Extrait de page
══════════
Il conviendrait donc d’ajouter un autre alinéa à cette disposition qui affirmerait que la loi favorise l’égal accès des hommes et des femmes aux mandats électoraux et aux fonctions électives ainsi qu’aux responsabilités professionnelles et sociales.
Avec cet ajout, les dispositions ayant trait à la discrimination positive de la loi n° 15/013 du 1er aout 2015 écartées pour être réinsérées dans la loi sans craindre la sanction du Conseil constitutionnel lors du contrôle de constitutionnalité.
Il est certain qu’avec une telle loi, l’effectivité de la parité homme — femme en République démocratique du Congo par le biais des quotas obligatoires des femmes est assurée.
Il convient de relever que le quota des femmes est une pratique aujourd’hui généralisée dans le monde même si l’on distingue 3 différents types de quotas : le quota de candidats, les places réservées et le quota des partis politiques. Les pays qui ont déjà intégré la pratique de quotas dans leurs législations en Afrique sont l’Angola, le Burundi, l’Ouganda, le Rwanda, le Soudan sud et la Tanzanie.
══════════
Données
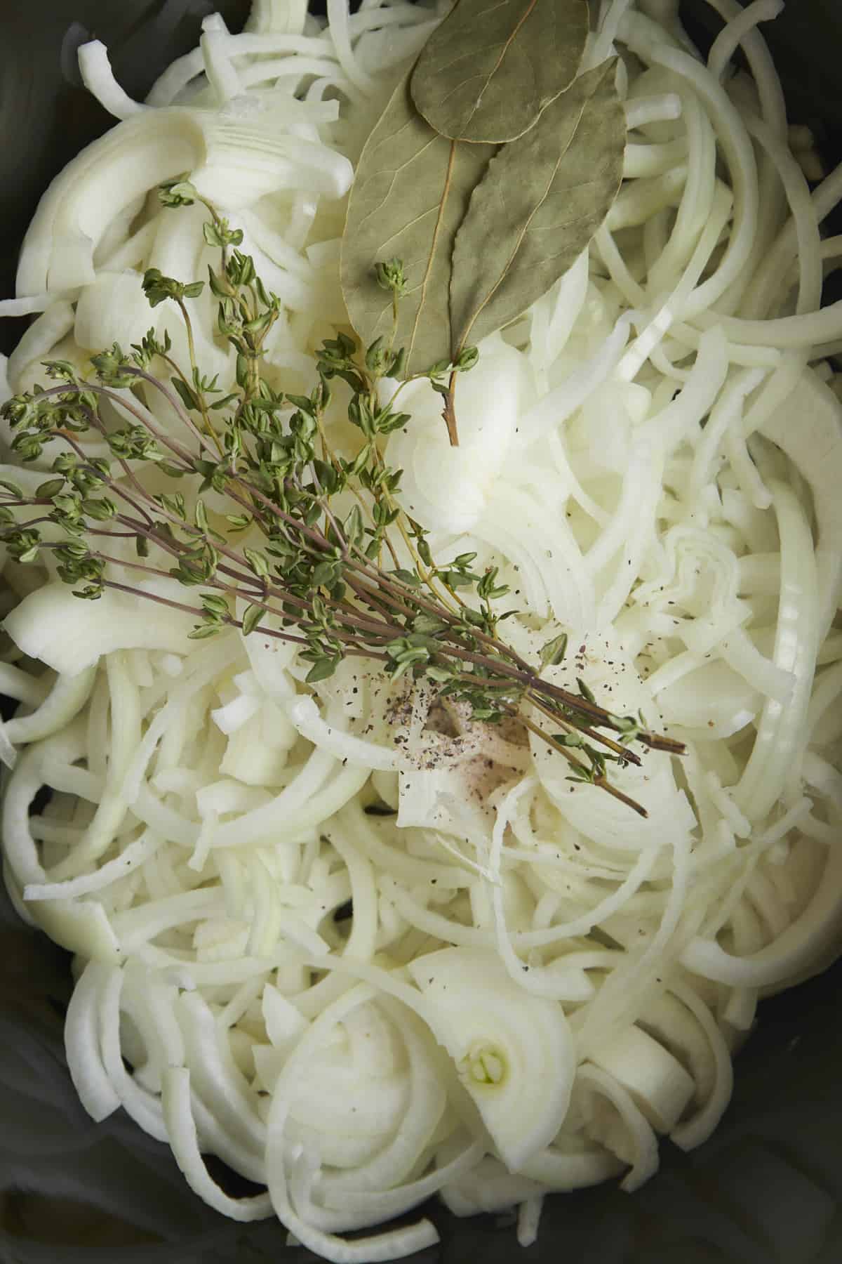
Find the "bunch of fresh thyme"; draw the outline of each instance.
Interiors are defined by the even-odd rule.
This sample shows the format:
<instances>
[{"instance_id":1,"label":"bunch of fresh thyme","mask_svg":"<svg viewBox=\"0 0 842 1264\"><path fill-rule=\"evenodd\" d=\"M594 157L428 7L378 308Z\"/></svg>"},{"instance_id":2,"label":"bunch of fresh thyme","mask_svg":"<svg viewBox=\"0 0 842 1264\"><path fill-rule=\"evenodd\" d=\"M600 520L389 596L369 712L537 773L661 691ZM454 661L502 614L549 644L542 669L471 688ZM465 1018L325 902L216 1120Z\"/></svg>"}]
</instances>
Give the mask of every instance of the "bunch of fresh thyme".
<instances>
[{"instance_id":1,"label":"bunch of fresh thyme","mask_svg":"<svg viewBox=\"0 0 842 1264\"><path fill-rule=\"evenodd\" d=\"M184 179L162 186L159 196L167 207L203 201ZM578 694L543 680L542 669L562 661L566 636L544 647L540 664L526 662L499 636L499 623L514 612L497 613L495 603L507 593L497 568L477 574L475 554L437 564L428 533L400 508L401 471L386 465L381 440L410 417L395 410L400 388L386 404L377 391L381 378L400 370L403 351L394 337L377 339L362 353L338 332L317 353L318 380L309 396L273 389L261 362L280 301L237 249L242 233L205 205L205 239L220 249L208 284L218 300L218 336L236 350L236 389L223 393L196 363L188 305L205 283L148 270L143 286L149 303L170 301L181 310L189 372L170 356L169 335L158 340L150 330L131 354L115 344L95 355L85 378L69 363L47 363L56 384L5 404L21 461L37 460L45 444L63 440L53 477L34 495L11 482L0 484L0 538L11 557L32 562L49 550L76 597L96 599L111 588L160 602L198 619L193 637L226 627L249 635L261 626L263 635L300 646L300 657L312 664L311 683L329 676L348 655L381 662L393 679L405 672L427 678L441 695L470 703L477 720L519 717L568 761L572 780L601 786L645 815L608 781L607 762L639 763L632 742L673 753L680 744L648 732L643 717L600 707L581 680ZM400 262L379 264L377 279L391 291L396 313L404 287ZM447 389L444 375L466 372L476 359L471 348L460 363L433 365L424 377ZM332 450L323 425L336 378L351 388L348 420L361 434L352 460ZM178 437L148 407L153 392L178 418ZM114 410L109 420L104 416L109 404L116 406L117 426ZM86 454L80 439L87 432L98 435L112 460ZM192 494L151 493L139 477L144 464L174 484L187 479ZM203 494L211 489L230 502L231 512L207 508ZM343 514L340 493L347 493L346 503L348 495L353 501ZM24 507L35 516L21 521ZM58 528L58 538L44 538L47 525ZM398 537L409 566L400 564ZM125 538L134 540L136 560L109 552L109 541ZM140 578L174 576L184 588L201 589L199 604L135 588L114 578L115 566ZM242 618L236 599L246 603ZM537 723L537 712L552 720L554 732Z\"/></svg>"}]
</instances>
══════════
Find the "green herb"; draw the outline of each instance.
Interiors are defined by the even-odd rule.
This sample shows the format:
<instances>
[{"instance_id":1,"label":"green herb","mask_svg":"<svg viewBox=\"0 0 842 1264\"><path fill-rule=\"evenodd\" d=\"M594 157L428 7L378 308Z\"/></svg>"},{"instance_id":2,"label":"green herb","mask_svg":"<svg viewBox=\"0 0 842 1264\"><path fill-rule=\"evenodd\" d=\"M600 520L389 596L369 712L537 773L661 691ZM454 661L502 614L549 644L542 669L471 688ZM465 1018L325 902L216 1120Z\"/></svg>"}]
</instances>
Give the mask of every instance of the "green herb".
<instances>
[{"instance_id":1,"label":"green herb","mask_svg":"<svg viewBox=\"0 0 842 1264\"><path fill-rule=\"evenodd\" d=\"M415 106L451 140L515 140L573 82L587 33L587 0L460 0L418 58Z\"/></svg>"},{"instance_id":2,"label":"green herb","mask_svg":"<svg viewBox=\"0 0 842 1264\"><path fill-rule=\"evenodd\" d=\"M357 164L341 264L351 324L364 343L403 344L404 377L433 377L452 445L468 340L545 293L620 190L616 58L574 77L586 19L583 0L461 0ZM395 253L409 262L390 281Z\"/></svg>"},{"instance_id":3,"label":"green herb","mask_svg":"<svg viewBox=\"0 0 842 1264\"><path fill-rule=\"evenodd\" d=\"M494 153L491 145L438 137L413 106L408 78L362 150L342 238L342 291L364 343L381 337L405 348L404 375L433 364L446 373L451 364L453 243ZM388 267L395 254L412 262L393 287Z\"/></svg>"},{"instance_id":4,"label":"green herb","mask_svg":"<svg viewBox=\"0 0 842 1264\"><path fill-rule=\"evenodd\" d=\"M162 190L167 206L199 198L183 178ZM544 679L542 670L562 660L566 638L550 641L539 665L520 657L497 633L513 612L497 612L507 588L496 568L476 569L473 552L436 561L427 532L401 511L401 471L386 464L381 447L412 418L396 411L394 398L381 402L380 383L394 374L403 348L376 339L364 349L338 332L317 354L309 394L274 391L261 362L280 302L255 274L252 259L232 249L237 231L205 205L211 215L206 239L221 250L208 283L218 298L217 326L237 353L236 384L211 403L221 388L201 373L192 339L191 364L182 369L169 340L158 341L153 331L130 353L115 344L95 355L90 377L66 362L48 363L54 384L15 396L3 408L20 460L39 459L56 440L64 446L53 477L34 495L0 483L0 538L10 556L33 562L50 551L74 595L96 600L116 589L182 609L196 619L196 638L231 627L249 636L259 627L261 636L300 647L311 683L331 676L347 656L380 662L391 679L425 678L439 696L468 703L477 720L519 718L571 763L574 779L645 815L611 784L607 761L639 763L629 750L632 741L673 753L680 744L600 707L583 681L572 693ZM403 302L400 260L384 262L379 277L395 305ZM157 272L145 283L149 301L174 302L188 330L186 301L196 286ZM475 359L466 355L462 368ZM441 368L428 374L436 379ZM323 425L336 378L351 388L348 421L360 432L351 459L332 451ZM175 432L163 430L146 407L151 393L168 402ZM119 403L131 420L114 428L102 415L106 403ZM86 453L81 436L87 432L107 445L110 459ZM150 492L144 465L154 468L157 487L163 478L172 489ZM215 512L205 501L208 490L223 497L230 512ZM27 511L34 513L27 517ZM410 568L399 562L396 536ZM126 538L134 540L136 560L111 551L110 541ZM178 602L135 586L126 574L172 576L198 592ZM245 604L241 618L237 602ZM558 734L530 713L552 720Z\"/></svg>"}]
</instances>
══════════
Exercices
a) Pour chaque affirmation, dites si elle s’accorde avec l’extrait en répondant oui ou non, puis citez mot pour mot les mots de l’extrait qui le montrent. (i) L’extrait parle de trois types de quotas. (ii) Le Burundi fait partie des pays africains qui ont mis les quotas dans leurs lois. (iii) D’après l’extrait, les quotas de femmes restent rares dans le monde.
b) D’après l’extrait, que devrait dire l’alinéa qu’il faudrait ajouter à la disposition ?
Les données forment un ensemble à part, sans lien avec l’extrait.

Réponses
a)
(i) Oui : « l’on distingue 3 différents types de quotas ».
(ii) Oui : « Les pays qui ont déjà intégré la pratique de quotas dans leurs législations en Afrique sont l’Angola, le Burundi ».
(iii) Non : « le quota des femmes est une pratique aujourd’hui généralisée dans le monde ».

b) Il devrait dire que la loi favorise l’égal accès des hommes et des femmes aux mandats électoraux et aux fonctions électives ainsi qu’aux responsabilités professionnelles et sociales.